[Requirements]: Your task is to write out the lines from the line containing "In this exercise you will indicate the white line" through the last line of the material, exactly.

[Extracted data]:
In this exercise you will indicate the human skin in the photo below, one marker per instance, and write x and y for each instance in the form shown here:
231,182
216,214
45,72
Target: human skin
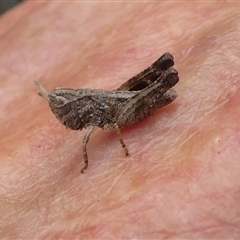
181,179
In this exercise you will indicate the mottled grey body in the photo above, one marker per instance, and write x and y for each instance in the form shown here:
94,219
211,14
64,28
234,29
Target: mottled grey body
131,103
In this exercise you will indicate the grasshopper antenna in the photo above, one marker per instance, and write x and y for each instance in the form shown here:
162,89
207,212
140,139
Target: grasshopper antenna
43,92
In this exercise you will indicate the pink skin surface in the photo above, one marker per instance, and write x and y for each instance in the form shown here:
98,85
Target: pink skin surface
181,179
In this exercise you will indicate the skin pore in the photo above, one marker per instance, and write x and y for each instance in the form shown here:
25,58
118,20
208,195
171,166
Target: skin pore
181,179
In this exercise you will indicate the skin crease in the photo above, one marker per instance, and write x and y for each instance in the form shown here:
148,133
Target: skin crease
181,179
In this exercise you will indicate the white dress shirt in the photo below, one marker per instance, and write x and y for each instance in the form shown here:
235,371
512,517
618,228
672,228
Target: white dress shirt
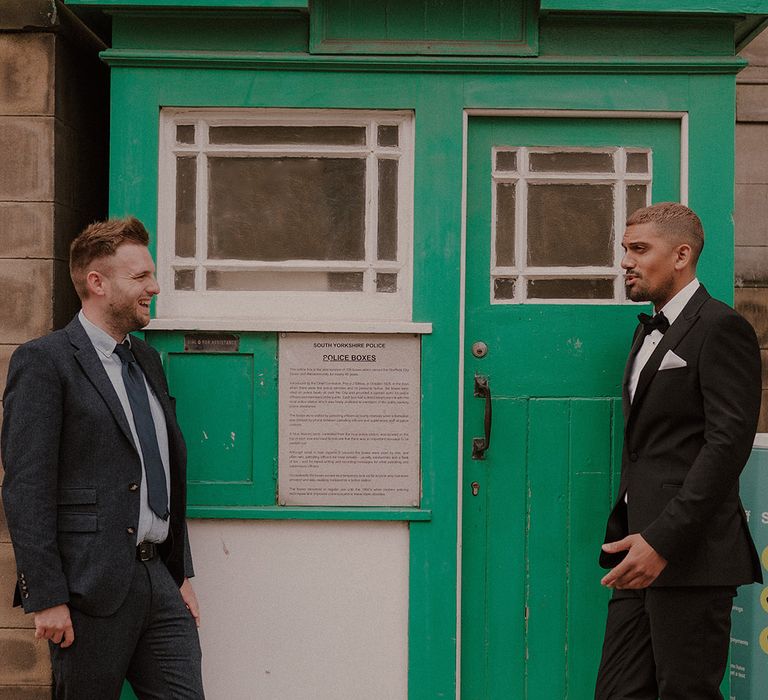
151,528
672,310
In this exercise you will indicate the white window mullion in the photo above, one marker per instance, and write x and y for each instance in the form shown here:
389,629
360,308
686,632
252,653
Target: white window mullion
201,206
521,225
371,210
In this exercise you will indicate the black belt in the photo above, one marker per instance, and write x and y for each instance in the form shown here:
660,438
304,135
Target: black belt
147,550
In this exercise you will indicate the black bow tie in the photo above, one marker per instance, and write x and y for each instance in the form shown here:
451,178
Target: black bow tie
658,322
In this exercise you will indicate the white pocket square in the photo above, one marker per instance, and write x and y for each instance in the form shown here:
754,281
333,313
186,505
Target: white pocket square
671,361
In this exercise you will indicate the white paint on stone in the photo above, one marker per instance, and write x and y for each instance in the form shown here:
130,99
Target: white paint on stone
293,610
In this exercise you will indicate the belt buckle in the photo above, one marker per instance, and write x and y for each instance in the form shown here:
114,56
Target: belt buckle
146,551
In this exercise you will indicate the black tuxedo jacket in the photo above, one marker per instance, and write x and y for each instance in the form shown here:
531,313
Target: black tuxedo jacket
71,470
687,435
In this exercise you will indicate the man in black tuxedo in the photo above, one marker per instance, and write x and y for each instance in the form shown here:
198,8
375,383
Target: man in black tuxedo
677,537
95,490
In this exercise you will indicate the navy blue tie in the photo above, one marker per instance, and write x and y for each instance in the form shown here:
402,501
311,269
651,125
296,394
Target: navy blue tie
133,378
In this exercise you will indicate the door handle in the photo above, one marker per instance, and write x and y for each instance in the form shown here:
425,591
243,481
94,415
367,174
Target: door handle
483,391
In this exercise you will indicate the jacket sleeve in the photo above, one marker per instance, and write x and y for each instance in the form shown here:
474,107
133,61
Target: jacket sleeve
33,409
729,380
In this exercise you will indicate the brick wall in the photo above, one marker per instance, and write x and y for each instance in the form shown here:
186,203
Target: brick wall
751,214
53,180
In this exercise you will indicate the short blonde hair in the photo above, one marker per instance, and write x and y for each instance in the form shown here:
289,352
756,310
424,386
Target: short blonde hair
674,220
101,239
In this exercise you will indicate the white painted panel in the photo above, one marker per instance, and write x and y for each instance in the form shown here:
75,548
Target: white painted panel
293,610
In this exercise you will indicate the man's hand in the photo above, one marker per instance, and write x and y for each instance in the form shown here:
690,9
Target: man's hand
640,568
55,624
190,600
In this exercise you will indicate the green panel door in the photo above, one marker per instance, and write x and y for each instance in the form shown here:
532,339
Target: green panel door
546,201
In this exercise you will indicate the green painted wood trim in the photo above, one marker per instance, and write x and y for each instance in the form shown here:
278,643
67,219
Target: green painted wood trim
366,27
137,58
307,513
212,4
720,7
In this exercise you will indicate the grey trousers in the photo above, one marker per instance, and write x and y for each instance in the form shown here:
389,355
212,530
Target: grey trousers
151,640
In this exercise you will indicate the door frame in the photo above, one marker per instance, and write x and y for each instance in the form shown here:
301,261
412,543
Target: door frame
682,117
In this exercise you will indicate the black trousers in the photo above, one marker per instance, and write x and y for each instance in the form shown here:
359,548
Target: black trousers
151,640
669,643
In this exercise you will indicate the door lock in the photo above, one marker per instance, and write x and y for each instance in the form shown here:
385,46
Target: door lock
479,349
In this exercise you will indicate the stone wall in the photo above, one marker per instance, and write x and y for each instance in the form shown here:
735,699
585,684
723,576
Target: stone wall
54,104
751,214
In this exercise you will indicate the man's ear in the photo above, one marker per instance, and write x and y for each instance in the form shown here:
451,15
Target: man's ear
683,256
94,283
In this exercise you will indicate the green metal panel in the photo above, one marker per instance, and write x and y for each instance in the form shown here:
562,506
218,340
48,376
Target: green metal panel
735,7
194,4
251,31
227,408
506,27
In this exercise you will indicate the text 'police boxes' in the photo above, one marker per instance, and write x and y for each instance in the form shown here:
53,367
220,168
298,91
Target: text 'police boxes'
349,420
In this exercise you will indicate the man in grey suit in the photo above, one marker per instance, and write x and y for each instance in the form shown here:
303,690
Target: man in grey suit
94,487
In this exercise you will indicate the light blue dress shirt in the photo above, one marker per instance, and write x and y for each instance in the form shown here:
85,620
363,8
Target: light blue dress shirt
151,528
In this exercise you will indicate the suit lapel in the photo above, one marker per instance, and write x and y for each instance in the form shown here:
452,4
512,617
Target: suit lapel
676,332
86,356
637,343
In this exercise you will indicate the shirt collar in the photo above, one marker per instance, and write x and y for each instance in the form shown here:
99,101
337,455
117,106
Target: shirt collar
674,307
101,340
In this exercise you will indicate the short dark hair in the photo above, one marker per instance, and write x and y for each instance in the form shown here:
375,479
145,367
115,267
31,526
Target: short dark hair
672,218
101,239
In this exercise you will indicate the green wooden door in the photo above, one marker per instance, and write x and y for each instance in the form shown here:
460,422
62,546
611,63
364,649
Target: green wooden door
532,605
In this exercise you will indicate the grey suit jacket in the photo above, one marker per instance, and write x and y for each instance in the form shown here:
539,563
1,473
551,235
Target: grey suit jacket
687,436
71,475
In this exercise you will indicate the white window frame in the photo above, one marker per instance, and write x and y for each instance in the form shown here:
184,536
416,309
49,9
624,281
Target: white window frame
618,178
288,307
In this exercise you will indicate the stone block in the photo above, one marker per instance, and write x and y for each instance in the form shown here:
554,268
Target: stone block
10,616
752,103
25,692
5,357
26,173
752,303
27,309
65,301
5,536
29,14
751,266
82,84
26,78
67,223
751,153
26,229
751,214
26,661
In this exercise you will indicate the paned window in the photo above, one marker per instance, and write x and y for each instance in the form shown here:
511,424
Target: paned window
558,220
293,214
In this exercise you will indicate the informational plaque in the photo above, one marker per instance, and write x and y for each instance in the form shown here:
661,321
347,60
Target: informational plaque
349,420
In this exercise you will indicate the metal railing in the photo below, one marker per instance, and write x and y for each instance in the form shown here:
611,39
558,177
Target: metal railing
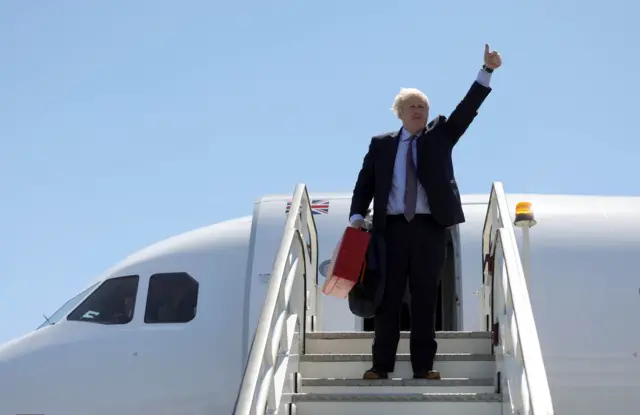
507,305
290,301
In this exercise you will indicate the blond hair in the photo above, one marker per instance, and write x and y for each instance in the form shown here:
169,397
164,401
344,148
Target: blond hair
404,95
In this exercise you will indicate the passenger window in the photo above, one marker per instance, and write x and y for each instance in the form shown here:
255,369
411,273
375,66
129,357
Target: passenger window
111,303
172,298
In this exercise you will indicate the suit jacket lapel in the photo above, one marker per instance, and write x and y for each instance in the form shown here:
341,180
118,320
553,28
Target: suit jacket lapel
388,164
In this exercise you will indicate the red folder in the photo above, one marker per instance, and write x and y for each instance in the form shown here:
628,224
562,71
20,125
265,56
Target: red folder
347,262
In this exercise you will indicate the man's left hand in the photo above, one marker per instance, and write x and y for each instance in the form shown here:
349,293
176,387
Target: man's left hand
492,60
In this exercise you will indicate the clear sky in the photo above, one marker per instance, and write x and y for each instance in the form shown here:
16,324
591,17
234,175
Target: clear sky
124,122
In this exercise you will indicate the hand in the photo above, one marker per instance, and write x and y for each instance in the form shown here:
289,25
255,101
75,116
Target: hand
492,60
358,224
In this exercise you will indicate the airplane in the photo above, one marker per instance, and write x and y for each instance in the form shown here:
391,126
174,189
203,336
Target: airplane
170,329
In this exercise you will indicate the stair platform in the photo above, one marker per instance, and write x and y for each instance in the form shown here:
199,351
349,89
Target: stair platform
360,342
352,366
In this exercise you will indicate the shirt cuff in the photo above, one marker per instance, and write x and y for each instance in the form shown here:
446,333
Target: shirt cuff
484,78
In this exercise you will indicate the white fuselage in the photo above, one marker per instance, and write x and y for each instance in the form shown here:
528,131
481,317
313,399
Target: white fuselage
583,286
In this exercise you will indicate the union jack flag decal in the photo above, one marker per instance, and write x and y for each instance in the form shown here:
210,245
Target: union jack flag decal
318,207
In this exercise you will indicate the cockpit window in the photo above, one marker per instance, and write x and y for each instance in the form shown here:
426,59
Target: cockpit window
66,307
112,303
172,298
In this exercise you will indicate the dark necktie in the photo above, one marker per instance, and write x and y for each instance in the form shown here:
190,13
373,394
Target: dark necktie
411,186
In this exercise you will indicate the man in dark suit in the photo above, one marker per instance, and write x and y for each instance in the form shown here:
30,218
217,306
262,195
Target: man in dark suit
409,175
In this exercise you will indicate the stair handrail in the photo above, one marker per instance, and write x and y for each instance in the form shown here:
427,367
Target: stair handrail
257,391
511,313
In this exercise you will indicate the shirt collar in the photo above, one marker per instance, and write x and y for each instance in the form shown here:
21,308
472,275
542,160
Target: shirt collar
404,134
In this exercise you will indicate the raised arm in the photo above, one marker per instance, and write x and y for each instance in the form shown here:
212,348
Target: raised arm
364,187
465,112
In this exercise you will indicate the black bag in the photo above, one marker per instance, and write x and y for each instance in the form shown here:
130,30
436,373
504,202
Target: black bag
366,295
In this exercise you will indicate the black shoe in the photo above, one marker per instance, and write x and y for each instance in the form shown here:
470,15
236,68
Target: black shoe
374,374
431,374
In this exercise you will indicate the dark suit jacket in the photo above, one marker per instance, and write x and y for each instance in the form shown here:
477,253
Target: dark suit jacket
435,165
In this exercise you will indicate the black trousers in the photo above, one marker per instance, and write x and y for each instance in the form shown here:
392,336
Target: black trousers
415,253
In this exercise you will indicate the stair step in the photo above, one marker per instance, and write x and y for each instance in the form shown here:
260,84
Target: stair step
398,385
406,404
352,366
360,342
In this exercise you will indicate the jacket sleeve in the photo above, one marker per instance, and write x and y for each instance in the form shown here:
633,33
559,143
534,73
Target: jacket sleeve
465,112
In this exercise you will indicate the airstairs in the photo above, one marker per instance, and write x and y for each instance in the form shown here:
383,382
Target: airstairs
295,368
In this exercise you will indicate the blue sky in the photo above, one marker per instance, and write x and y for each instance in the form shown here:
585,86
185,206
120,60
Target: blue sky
122,123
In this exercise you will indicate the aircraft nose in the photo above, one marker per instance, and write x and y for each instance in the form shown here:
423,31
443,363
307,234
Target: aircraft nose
20,384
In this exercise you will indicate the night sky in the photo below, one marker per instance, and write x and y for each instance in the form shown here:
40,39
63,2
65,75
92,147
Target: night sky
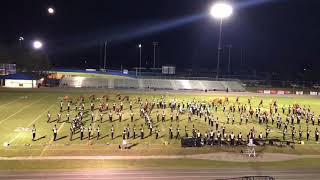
281,36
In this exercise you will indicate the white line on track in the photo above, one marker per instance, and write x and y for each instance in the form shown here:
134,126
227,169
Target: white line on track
3,120
13,101
35,120
43,151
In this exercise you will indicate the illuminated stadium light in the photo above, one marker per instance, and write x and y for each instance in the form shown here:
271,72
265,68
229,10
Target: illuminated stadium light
37,44
221,10
50,10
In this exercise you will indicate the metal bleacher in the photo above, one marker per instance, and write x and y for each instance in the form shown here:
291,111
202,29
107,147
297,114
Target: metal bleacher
160,84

[Right answer]:
In this exercise you will indicate the white line on track in the photo above, one marker per instance, and write x and y for each instance in the form shown here:
134,126
227,169
Target: white line on track
3,120
13,101
35,120
43,151
In this exercise you will indicate the illuminated stadium light in the photo above, one marker per instance, and write x and y for each instance in the form shown here:
271,72
265,68
229,10
Target: illuminated stadium light
37,44
221,10
50,10
In this exercise you will indicate the metal bleacher in the photo above, one marker per instance, and write x and y for each instance in the form shown here:
291,111
202,29
107,147
297,114
Target: metal bleacher
160,84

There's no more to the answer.